Data shown:
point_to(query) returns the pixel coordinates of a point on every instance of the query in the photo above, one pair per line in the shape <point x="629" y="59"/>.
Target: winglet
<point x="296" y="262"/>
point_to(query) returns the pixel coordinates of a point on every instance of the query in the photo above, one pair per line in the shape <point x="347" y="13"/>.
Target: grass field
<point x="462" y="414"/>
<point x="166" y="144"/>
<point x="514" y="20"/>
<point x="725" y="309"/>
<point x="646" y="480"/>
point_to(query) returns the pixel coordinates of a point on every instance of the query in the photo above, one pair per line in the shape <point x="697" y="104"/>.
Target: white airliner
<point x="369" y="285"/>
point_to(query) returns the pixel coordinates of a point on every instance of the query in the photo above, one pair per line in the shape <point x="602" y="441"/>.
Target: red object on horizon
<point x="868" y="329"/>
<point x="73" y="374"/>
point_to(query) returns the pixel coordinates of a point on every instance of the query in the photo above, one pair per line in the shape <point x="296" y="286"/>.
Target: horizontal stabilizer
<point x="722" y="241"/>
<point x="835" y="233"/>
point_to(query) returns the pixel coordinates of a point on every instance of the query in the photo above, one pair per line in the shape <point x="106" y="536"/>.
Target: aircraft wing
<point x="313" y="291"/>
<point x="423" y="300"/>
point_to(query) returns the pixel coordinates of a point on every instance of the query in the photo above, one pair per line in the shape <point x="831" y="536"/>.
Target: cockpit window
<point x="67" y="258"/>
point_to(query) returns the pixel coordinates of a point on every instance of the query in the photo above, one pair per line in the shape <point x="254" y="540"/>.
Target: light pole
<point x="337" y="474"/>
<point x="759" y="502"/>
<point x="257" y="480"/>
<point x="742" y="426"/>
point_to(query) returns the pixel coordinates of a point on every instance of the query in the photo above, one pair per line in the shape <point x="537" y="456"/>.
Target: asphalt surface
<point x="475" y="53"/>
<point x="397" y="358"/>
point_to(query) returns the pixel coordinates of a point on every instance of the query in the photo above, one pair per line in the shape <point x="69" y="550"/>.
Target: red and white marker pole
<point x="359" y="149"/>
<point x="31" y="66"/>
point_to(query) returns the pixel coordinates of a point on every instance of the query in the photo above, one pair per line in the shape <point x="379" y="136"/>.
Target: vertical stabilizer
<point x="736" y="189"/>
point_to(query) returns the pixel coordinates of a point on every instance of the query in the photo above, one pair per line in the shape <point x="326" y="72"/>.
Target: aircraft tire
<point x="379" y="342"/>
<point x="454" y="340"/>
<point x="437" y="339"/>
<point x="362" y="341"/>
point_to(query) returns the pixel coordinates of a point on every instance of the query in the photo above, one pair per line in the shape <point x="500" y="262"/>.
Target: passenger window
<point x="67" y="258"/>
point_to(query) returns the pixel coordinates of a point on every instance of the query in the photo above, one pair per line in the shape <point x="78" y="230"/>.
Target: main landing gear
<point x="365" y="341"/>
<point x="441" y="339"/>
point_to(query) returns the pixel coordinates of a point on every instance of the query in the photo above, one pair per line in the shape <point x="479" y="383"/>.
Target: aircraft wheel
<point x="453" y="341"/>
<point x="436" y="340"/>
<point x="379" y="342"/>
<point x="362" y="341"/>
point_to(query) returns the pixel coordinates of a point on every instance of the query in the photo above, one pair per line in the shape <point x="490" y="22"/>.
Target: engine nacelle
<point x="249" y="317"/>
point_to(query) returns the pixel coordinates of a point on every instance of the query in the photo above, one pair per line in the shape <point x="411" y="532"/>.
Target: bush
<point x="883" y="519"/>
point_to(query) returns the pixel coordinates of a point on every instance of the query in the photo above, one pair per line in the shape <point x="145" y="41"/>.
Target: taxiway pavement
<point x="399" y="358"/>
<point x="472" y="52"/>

Exercise: Your reply should contain every record, unchanged and complete.

Answer to this exercise:
point_to(query) returns the pixel coordinates of a point on every instance of the query in the photo above, one pair per line in the shape <point x="629" y="59"/>.
Target: winglet
<point x="296" y="262"/>
point_to(query) returns the pixel coordinates of a point on every instance of the query in the photo above, one pair per line in the shape <point x="347" y="13"/>.
Target: grass field
<point x="462" y="414"/>
<point x="166" y="144"/>
<point x="514" y="20"/>
<point x="725" y="309"/>
<point x="646" y="480"/>
point_to(query) returns the pixel coordinates of a point on every instance of the query in the photo above, one pair per line in the shape <point x="697" y="104"/>.
Target: white airliner
<point x="369" y="285"/>
point_to(query) returns the pixel coordinates of a point on every instance of the query in the photo above, one pair per line in the shape <point x="602" y="441"/>.
Target: red object on horizon
<point x="868" y="329"/>
<point x="73" y="374"/>
point_to(query) returns the pixel coordinates of a point on every instance of the query in the photo above, one pair per line in the shape <point x="296" y="286"/>.
Target: horizontal stabilizer
<point x="722" y="241"/>
<point x="835" y="233"/>
point_to(query) returns the pixel coordinates of a point on every instance of the query in the photo above, one pair per line in the shape <point x="106" y="536"/>.
Target: aircraft wing
<point x="313" y="291"/>
<point x="423" y="300"/>
point_to(query) returns the pixel coordinates of a point on every instance of the query in the photo above, one pair per line in the shape <point x="831" y="536"/>.
Target: cockpit window
<point x="67" y="258"/>
point_to(query) returns the pixel coordinates of a point on every instance of the query in the photo above, one pair per line in the shape <point x="254" y="540"/>.
Target: light pole
<point x="337" y="474"/>
<point x="759" y="502"/>
<point x="257" y="480"/>
<point x="742" y="426"/>
point_to(query) returns the pixel coordinates of a point on every instance of the query in the photo above, one pair per line in the shape <point x="537" y="456"/>.
Target: asphalt surface
<point x="475" y="53"/>
<point x="397" y="358"/>
point_to(query) returns the pixel coordinates of a point on every instance of the query in the photo above, one pair per line in the shape <point x="69" y="550"/>.
Target: red and white marker pole
<point x="359" y="149"/>
<point x="31" y="66"/>
point_to(query) returns the pixel coordinates of a point on every instance of the query in the photo above, one pair per line in the shape <point x="379" y="136"/>.
Target: vertical stabilizer
<point x="736" y="189"/>
point_to(query) returns the pixel coordinates of a point on every instance of the query in the photo above, one pair per line in the shape <point x="326" y="72"/>.
Target: aircraft tire
<point x="379" y="342"/>
<point x="454" y="340"/>
<point x="437" y="339"/>
<point x="362" y="341"/>
point_to(query) returns the pixel coordinates of a point on every instance of the query in the photo above, one pair per line in the shape <point x="500" y="262"/>.
Target: passenger window
<point x="67" y="258"/>
point_to(query) returns the pixel coordinates of a point on every instance of the query in the photo above, one pair per line in the shape <point x="78" y="230"/>.
Target: main landing gear
<point x="365" y="341"/>
<point x="441" y="339"/>
point_to(query) returns the pixel coordinates of a point on every instance of the query in the photo above, one pair per line in the shape <point x="479" y="383"/>.
Target: aircraft wheel
<point x="453" y="341"/>
<point x="436" y="340"/>
<point x="379" y="342"/>
<point x="362" y="341"/>
point_to(query) returns the pixel coordinates of a point on every instance of the query in the photo above, one pair per line in the shape <point x="490" y="22"/>.
Target: engine nacelle
<point x="249" y="317"/>
point_to(query) returns the pixel coordinates of a point on every instance of the query in the photo above, one pair per line in the shape <point x="411" y="532"/>.
Target: bush
<point x="883" y="519"/>
point_to(query) returns the pixel coordinates of a point on every instance of the query in the photo above, one pair per line in the shape <point x="145" y="41"/>.
Target: taxiway pavement
<point x="399" y="358"/>
<point x="472" y="52"/>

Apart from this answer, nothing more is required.